> Source passage:
━━━━━━
A few of us ordered the book to arrive on day one. And as we read through it, our thoughts inevitably turned to video games and their own relationships with maps. Below you'll find some of the things we ended up thinking about.


The world is what it is - Malindy Hetfeld

A unifying characteristic of literary maps is that they turn a setting into a character. If a book includes a map then the world, or the journey you see mapped out within it, is pivotal to the story an author is trying to tell. Some video games use their maps in a similar way, to create a functioning world - most importantly, a world that functions without you.

Most games afford players the freedom to create their path themselves. This doesn't only apply to open-world games. If I see an overworld map in an RPG such as Ni no Kuni 2, I expect to be able to travel to all of the places I see, and will likely seek opportunities to backtrack, too. Video game maps are mostly meant as navigational tools in the moment. They show you where you are, but they rarely show you where you're going. When we see an empty spot on such maps, we tend to assume that nothing of interest awaits.

In a world that has been designed with the player in mind who can literally go anywhere they want to, it can be difficult to hold their attention without specific landmarks. I admit that I love these fixed goals, because like The Lonely Mountain in the Lord of the Rings, they make you await your final destination with bated breath. In Link's Awakening, everything points to the Wind Fish's egg on top of Koholit's highest mountain. In Uncharted: The Lost Legacy - finally an Uncharted that makes use of a proper treasure map - the different towers you need to get to stand tall and proud.

However, it can be difficult to build emotional attachment to a locale in a game unless you actually get to see it yourself. Books have the time to establish the history of a place, even if it isn't central to a plot, in order to make the world as a whole feel more real. There are some games that manage this even if I only spent a few moments in certain areas as part of the plot: Final Fantasy X tells you a little about each place on the map, unfortunately only after you have visited it. It also has a historian who teaches you more about a town or historic battlefield once you arrive. By contrast, the map in The Banner Saga comes complete with informative little rubrics even for the parts you don't get to visit.
━━━━━━
> To-do list:
1. Answer these questions from the essay on video game maps:
(a) Which RPG is named as an example of a game with an overworld map?
(b) In Link's Awakening, what does everything point to?
(c) Which game's map includes informative little rubrics even for parts the player doesn't visit?
2. Carry on with the essay on video game maps, starting after its final sentence.
These rows have no connection to the essay on video game maps.

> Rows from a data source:
━━━━━━
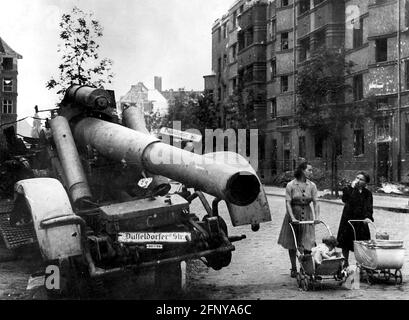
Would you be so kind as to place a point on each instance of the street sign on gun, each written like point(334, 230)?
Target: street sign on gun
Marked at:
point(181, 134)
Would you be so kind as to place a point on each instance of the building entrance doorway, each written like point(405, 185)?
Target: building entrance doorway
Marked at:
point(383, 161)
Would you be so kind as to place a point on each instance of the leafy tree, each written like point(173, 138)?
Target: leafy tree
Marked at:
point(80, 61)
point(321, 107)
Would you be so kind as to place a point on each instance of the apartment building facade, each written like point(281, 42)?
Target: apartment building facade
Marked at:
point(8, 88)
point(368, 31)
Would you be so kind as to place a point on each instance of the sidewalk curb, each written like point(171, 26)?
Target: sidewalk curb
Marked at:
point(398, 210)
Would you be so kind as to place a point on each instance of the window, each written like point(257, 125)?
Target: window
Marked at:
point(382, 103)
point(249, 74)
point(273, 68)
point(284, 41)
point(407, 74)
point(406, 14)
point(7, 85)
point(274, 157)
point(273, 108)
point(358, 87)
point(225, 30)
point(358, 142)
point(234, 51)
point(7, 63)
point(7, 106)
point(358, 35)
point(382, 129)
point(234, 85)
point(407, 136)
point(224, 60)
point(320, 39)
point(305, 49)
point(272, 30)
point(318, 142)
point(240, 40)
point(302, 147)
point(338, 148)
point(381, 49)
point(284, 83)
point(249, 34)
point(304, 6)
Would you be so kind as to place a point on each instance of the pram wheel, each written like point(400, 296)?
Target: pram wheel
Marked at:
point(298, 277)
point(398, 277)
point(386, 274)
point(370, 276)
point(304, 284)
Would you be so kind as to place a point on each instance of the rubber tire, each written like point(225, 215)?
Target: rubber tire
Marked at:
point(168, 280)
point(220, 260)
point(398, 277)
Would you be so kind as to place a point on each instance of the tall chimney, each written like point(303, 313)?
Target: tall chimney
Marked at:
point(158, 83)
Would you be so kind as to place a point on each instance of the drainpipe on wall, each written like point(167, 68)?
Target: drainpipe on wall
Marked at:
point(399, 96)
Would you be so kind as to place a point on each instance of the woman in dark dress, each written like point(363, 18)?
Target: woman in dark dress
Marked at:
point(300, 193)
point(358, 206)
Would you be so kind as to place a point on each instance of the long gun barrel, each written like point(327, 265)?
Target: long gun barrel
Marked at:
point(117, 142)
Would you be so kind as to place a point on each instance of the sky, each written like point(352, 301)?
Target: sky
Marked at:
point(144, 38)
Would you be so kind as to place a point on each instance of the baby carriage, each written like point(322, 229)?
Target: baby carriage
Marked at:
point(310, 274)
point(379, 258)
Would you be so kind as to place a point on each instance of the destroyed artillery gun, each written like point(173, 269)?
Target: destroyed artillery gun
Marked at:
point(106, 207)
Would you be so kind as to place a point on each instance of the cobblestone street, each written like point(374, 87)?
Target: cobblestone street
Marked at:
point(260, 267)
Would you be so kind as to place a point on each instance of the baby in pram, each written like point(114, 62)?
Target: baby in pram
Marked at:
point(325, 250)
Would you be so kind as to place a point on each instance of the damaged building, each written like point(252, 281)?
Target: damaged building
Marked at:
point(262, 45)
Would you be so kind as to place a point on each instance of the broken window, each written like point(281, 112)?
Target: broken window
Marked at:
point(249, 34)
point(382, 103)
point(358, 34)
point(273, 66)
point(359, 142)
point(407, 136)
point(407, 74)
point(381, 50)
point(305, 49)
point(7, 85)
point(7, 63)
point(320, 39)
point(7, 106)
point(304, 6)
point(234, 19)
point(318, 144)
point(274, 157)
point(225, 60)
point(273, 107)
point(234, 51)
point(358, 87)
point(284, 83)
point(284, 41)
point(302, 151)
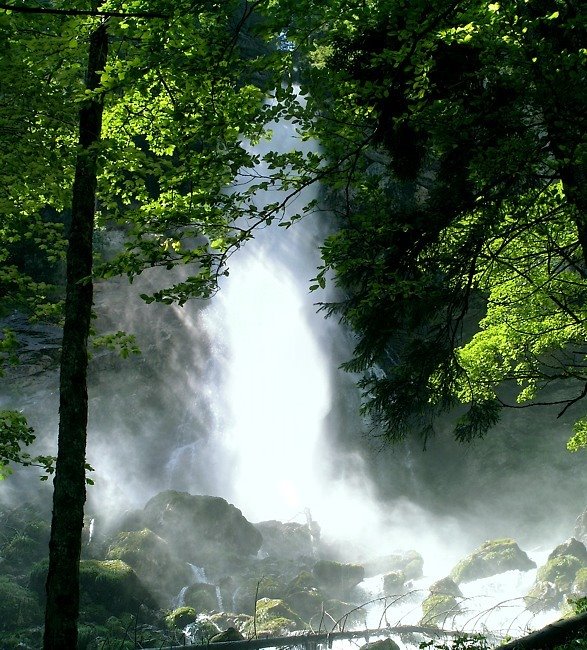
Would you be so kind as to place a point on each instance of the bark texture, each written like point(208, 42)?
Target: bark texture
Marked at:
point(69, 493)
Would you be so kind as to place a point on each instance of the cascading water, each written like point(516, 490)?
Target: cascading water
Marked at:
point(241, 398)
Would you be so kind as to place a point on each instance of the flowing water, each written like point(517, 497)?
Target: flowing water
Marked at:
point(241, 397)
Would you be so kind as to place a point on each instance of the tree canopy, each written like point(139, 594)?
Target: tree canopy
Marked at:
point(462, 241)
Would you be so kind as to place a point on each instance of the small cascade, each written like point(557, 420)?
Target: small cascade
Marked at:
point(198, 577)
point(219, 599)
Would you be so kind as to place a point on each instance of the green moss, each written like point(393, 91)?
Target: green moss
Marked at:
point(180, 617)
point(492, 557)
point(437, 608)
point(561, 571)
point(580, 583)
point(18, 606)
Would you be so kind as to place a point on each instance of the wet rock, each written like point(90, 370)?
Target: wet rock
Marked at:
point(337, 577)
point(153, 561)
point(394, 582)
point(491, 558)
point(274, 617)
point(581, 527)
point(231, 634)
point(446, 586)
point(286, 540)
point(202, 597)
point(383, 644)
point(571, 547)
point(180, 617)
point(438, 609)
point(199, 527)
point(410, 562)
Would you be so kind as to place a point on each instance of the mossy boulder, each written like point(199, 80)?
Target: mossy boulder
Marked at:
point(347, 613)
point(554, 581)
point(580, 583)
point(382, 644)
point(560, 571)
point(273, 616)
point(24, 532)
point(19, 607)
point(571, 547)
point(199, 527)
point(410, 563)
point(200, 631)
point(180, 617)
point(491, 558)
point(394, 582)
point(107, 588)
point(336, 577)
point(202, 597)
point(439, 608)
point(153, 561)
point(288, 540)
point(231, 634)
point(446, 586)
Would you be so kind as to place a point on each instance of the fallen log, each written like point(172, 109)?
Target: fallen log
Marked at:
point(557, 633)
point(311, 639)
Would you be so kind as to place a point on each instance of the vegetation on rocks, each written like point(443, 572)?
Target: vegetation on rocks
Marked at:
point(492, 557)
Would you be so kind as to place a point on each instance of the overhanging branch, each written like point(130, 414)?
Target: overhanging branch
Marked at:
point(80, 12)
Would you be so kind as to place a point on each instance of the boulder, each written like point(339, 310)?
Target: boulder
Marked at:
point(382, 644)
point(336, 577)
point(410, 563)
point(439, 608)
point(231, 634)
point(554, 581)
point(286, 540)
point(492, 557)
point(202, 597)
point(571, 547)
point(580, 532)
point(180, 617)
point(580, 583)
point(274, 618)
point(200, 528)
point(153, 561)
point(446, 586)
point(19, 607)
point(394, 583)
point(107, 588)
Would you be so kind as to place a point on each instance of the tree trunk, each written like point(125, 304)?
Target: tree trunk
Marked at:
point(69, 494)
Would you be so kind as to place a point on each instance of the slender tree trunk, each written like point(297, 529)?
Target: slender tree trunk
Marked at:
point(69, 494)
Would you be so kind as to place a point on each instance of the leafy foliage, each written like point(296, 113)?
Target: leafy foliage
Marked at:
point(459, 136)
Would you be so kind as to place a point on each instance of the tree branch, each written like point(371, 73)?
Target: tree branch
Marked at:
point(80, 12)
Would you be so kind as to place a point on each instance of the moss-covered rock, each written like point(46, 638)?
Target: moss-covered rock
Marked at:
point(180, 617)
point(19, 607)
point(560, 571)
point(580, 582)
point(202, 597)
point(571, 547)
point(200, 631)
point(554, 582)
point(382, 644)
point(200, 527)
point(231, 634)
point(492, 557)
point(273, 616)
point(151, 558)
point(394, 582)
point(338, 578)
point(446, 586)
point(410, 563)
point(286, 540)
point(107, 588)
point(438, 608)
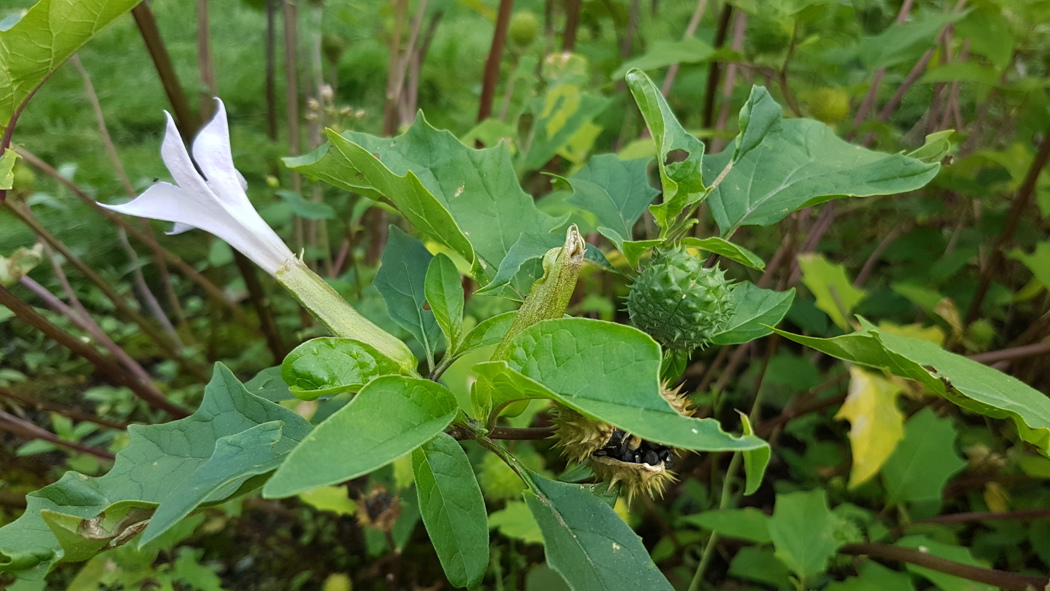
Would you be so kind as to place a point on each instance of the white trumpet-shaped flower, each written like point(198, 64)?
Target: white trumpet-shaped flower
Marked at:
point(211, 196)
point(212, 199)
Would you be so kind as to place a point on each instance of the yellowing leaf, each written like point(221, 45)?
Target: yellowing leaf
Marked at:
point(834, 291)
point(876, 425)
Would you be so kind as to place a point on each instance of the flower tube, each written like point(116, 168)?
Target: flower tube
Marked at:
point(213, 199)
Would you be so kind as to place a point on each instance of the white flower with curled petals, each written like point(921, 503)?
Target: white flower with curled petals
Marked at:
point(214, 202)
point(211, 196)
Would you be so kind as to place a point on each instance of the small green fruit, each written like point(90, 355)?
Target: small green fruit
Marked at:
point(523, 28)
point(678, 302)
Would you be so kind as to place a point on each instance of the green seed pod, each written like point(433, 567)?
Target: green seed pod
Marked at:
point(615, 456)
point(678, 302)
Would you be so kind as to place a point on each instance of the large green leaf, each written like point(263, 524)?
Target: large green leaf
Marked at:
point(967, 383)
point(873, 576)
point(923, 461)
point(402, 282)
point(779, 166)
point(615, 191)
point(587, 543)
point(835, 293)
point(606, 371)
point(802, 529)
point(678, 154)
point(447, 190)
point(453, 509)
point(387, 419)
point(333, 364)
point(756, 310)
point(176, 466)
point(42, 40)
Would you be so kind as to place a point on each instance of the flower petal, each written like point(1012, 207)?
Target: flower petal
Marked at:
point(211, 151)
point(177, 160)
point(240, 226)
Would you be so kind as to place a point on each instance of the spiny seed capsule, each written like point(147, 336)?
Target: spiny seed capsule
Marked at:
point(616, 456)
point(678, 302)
━━━━━━
> Expected answers:
1.
(a) Ni no Kuni 2
(b) The Wind Fish's egg on top of Koholit's highest mountain
(c) The Banner Saga

2.
Dragon Age Inquisition is another example of a game that made me feel quite strongly for places that it did not allow me to visit. Different characters talk about different parts of the world of Thedas constantly to show you that your actions have far-reaching consequences. This way I can find out what happened to a town I have visited in a previous instalment, or learn more about lands I am barred from, such as Tevinter. I long to visit Tevinter, thanks to the evocative descriptions characters that grew on me provided.

The absolute piece de resistance of a game world map has to be the continent of Tamriel for The Elder Scrolls. People have tried to wrangle Skyrim's map into submission with mods and interactive versions of it, but it fundamentally is a map that doesn't explain itself to you or aspire to be particularly helpful. The world is what it is - now you have to go and find your way across it.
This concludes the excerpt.